Work instructions:
**a)** Answer these questions from the holistic living essay:
(i) In what month and year did the writer wake from surgery after the car accident?
(ii) What does the "Manual Medicine" practitioner call himself?
(iii) Which muscles, along with the iliopsoas group, does the essay name as responsible for most chronic low back pain?
**b)** Write out the part of the holistic living essay between "Healing, Hedonistic Sustainability, Holistic" and "that change everything.", inclusive, with no changes.

Provided passage:

Healing, Hedonistic Sustainability, Holistic Living, Humanity, My Journey, Spirituality

Eye of the Needle: Holistic Living

It’s the micro-movements in the smallest places that change everything. 

Back in October of 1978 when I awoke from surgery after my near-death car accident-initiation, I found myself wanting to live my life. For the first time I could remember, I thought “there must be some reason for me to be here” and I decided to determine what that was.  It was the tiniest of shifts in attitude from “let me out of here” to “well, I don’t know what I’m going to do but I’ve going to be healing from this for a long time, so I’ll study healing.”  I had one person’s feedback when I gave them a massage before I had any training at all: “you have good hands” and I decided to build on that.

44 years later with 35 years in practice under my belt as a holistic health provider and Licensed Acupuncturist, I’m still learning new things. One of latest and best is from a brilliant local savant “Manual Medicine” practitioner who calls himself “Suntah”.  He showed Bren and me how if you want to release an entire muscle group, all you have to do is release the smallest muscle in the group. A great example is the Psoas minor: if you can persuade this thin, small muscle in the iliopsoas group to let go of it’s locked up contraction it can release the whole muscle bundle. This muscle group, along with the Piriformis and Gluteus are responsible for a majority of chronic low back pain.

Holistic Health is based on the commonly accepted idea that we live in a fractal Hologram. This means that we are inextricably part of a much larger body: Humanity, Earth, the Solar system, the Galaxy and the Universe are all one body. All expressing infinitely diverse aspects of itself through the branching of fractal experimentation. Mathematically, fractals are simple equations. By changing the smallest components of these equations, you can create the immense variety of form, starting with sacred geometry and moving into the infinite complexity of living beings. 

If this premise is true, then our culture, our society and the neighborhood we live in are  part of our body.  What happens to our bodies, our emotions, the animals, air, land and water of our neighborhood happens to us as individuals.  Witnessing current events, it seems to me that we are we are in a chaotic cycle of vast cultural and physical change.  It’s no wonder that there is resistance to any change, it’s all too much too fast, yet change we must.  

The way the economy and the laws of our town and our Island are operating is locking up the energy moving through the people who live here. Essentially we are experiencing what could be seen as the inevitable extreme of colonialism: Every nice location in the world has too many vacation rentals and second/third homes which people live in for a few weeks or months at a time. Air BnB gives more modest income homeowners the opportunity to profit from this tendency, but the growth of the tourist industry without connection to a higher vision of the future is not the path to prosperity for all. Perhaps in places like Sedona Arizona, there is enough surrounding space for differing economic classes to live and this pattern can sustain itself for a while longer.  But on a tiny island dependent on serving visitors, there will eventually be nowhere to live for any other class except the super-rich and tourists.

(Records from a dataset)
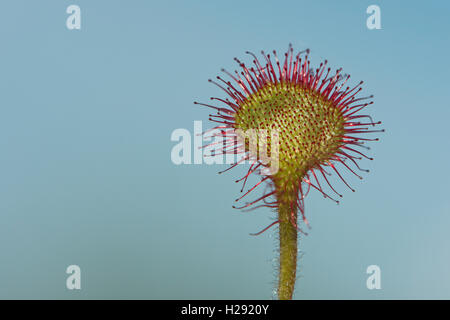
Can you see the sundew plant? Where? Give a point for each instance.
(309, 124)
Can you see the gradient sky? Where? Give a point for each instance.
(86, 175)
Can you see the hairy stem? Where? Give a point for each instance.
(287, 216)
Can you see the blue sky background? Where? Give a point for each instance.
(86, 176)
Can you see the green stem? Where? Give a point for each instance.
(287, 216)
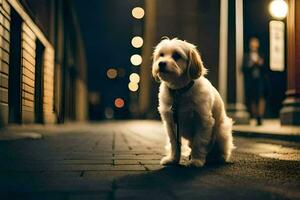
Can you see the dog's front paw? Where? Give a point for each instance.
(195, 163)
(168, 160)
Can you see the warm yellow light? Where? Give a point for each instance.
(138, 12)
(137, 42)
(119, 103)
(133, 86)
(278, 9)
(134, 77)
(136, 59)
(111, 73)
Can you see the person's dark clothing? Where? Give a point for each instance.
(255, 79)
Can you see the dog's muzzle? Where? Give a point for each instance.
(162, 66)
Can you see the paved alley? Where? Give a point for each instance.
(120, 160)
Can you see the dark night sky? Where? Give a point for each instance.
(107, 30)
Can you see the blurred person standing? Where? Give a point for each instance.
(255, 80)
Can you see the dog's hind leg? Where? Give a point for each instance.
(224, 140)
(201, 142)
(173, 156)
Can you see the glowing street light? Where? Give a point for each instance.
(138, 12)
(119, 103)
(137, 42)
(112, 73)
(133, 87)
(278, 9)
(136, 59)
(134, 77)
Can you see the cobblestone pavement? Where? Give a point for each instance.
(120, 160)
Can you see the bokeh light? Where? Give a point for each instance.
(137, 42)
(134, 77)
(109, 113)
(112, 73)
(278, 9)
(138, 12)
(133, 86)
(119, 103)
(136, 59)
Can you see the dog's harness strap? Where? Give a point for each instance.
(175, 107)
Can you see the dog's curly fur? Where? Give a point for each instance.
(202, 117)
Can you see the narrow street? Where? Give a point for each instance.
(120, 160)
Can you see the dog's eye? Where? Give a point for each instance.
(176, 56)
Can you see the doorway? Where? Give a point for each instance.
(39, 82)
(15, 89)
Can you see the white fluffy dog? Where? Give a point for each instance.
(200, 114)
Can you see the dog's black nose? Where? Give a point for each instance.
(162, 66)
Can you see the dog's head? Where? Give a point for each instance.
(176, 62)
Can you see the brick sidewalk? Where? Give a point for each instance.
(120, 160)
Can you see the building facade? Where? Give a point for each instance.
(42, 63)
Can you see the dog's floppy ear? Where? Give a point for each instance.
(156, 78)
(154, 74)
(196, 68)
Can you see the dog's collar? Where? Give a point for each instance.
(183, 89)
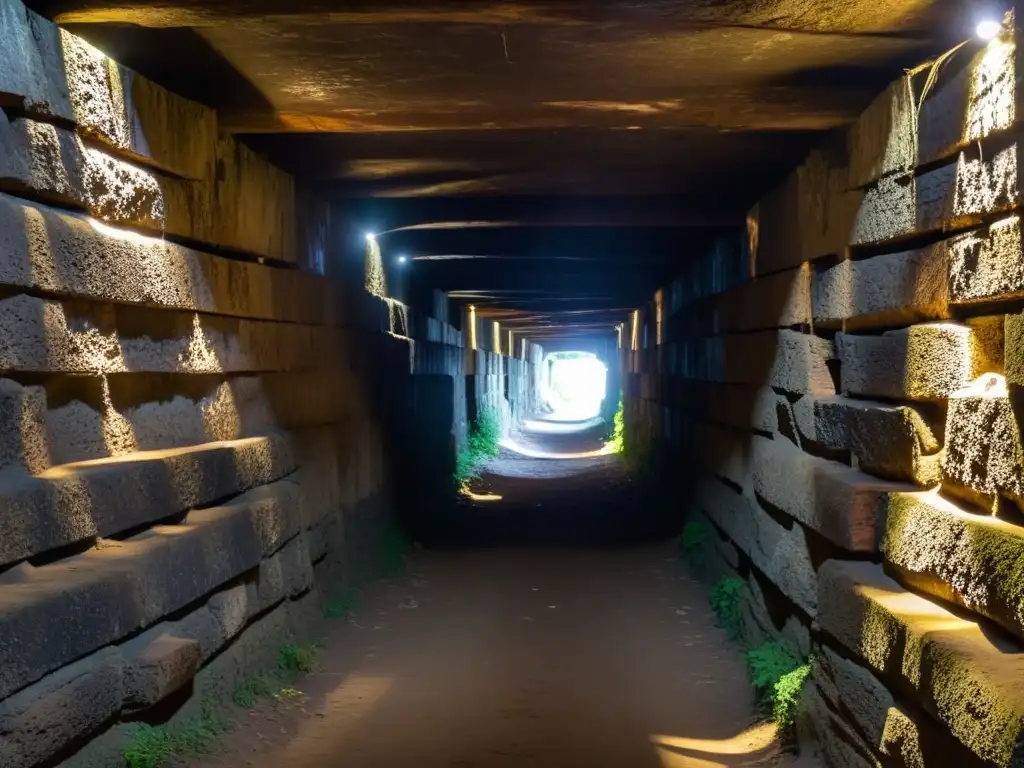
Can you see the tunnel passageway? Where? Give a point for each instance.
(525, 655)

Set of answers:
**a)**
(i) October 1978
(ii) Suntah
(iii) The Piriformis and the Gluteus

**b)**
Healing, Hedonistic Sustainability, Holistic Living, Humanity, My Journey, Spirituality

Eye of the Needle: Holistic Living

It’s the micro-movements in the smallest places that change everything.